→ Selected text
──────
Saturday, June 26, 2010

A solution to the culture wars?

One of the essentials that is largely missing in American education is a common, logical, comprehensive, and sequential curriculum. Our long history of local control and community standards in K–12 schooling has much to do with that. But I believe the primary reason every state, if not every community, “does its own thing” is that it is too difficult to reach consensus on exactly what should be taught.

The apotheosis of cultural infighting over textbook content occurs every few years in Texas, when the State Board of Education reviews and prescribes standards for another area of curriculum. In Texas, the board’s word is law regarding exactly what will and will not be taught. In the recent past, they have mandated phonics over “whole language” (when the correct prescription would have been “both”), explicit challenge of the theories of evolution and The Big Bang, and more emphasis on computational skills than theoretical knowledge in math. This year, in the opinion of many, they took up the rewriting of American history.

No wonder there is little agreement on what a common national curriculum should be. Every choice of inclusion or omission seems to elevate or denigrate knowledge that is important to someone. Is there any way around these culture wars?

Cognitive psychologist and University of Virginia professor Daniel Willingham thinks so. In his book Why Don’t Students Like School?: A Cognitive Scientist Answers Questions About How the Mind Works and What It Means for the Classroom, he rephrases the question: “What should students be taught? is equivalent not to What knowledge is important? but rather to What knowledge yields the greatest cognitive benefit?
──────
→ Data records
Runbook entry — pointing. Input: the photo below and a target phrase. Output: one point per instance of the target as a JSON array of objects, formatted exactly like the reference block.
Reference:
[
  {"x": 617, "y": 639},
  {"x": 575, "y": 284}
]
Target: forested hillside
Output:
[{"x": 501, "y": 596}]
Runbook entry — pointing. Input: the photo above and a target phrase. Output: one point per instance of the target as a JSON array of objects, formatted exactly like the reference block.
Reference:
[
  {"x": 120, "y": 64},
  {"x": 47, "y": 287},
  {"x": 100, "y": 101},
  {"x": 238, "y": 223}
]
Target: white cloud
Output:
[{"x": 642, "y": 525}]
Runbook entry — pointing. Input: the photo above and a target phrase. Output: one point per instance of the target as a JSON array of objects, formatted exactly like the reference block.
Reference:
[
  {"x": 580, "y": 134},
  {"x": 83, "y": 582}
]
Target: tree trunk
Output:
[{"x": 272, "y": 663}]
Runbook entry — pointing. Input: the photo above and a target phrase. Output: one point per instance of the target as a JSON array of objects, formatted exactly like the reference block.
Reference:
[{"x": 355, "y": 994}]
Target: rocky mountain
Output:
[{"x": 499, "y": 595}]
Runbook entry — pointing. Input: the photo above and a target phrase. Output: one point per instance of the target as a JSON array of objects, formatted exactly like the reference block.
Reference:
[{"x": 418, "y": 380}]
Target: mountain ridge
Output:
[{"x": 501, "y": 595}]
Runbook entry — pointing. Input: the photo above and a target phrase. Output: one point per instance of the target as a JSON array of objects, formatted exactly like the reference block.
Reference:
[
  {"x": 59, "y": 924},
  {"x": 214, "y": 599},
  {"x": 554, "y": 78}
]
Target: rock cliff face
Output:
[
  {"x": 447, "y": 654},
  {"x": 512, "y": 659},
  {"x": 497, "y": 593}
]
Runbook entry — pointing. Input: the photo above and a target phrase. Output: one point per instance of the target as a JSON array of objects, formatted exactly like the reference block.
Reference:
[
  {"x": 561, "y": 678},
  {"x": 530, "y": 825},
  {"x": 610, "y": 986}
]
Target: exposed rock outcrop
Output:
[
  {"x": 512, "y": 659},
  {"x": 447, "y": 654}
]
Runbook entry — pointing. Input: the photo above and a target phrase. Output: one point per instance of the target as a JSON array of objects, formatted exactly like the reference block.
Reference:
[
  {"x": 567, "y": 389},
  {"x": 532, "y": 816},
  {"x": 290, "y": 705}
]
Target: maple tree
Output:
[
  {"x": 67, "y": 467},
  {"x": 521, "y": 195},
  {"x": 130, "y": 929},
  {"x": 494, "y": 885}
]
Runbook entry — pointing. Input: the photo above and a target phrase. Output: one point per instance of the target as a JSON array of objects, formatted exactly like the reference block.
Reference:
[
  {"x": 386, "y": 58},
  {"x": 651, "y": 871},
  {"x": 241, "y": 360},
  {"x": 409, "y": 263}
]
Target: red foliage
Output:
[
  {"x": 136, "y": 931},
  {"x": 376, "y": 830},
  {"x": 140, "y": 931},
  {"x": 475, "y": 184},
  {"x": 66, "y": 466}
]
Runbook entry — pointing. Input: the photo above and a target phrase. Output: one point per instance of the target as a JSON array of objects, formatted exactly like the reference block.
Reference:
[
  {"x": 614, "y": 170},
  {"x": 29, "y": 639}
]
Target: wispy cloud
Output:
──────
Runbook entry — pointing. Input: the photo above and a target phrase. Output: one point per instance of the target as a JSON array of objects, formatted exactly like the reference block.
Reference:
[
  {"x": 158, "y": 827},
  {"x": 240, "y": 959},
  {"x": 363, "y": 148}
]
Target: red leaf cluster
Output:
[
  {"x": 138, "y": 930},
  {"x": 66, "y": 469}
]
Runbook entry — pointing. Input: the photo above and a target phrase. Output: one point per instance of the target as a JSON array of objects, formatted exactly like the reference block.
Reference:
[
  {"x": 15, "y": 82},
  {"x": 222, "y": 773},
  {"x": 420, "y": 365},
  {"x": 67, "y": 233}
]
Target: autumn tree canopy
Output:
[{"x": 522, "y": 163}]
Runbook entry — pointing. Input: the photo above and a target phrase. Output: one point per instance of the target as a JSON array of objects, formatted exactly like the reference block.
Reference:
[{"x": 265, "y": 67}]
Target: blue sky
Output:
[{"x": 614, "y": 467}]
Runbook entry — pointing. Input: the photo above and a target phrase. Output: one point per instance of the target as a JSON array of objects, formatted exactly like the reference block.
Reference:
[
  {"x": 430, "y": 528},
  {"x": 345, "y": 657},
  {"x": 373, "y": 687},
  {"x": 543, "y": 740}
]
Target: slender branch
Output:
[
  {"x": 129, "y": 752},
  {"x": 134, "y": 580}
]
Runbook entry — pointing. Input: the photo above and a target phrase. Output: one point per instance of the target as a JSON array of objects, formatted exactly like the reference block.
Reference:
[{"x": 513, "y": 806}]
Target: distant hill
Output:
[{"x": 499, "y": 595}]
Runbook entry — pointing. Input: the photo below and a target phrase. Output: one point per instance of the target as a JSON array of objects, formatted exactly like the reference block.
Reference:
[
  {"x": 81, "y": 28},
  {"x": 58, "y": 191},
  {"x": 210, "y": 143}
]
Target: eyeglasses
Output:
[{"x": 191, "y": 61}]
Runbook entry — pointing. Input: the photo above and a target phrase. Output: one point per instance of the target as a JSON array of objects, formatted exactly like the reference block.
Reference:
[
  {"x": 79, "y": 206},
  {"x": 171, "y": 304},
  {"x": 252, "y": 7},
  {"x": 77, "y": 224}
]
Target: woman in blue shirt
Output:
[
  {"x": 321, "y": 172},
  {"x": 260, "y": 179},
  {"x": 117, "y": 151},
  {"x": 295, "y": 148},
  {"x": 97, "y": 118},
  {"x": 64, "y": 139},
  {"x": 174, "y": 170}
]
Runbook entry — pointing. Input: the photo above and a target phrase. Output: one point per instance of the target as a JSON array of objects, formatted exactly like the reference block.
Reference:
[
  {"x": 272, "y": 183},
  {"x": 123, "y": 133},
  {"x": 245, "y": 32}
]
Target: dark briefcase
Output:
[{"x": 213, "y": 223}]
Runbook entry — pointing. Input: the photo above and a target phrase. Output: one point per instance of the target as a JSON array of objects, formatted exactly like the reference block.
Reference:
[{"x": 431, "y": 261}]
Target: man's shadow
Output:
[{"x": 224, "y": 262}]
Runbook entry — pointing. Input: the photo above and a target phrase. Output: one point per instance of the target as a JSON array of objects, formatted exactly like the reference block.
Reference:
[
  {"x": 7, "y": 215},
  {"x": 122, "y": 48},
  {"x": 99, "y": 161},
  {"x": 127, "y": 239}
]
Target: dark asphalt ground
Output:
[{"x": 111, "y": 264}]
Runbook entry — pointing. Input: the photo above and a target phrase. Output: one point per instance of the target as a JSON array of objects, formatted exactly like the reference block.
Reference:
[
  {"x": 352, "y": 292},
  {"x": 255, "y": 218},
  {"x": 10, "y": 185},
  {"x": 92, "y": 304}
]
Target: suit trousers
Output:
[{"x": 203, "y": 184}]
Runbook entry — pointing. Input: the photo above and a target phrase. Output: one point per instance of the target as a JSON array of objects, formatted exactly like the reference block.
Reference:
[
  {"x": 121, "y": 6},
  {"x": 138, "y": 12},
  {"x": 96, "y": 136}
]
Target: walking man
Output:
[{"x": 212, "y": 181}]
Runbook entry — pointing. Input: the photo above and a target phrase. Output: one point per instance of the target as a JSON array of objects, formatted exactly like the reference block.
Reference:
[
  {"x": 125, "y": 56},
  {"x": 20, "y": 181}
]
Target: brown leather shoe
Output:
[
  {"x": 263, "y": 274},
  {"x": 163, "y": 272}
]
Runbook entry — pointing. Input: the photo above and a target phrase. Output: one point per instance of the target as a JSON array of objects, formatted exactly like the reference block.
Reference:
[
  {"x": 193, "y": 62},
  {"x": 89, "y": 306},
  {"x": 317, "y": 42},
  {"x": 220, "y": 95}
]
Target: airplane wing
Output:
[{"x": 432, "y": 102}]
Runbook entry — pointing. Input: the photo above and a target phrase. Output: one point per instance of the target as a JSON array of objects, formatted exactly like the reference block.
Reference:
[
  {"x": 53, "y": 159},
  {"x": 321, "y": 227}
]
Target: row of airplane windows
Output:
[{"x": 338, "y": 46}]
──────
→ Objectives
(A) Reproduce word for word the portion of the post on curriculum and the culture wars running from "One of the essentials" to "should be taught.".
(B) Continue the post on curriculum and the culture wars from the point at which it ends.

→ Set of answers
(A)
One of the essentials that is largely missing in American education is a common, logical, comprehensive, and sequential curriculum. Our long history of local control and community standards in K–12 schooling has much to do with that. But I believe the primary reason every state, if not every community, “does its own thing” is that it is too difficult to reach consensus on exactly what should be taught.

(B)
How does content matter to learning? It depends upon the subject. In the area of reading, there is a phenomenon known as the “fourth-grade slump.” Children from disadvantaged backgrounds tend to do as well as more privileged children in the early years of reading instruction, when the emphasis is on decoding skills. By fourth grade, however, the mechanics of reading have largely been mastered and the focus switches to comprehension. The problem with comprehension is that it is strongly tied to background knowledge; in that, children from richer environments have a definite edge, so a gap in reading test scores opens then and widens every year thereafter.

Background knowledge is important because no writer ever says everything she knows on a topic. We leave out what we assume our audience already knows — otherwise, writing would be both boring and too comprehensive. No one will take the time to plow through overly long expositions of what he already knows. So, if you don’t know what has been left unsaid, you can be in real trouble.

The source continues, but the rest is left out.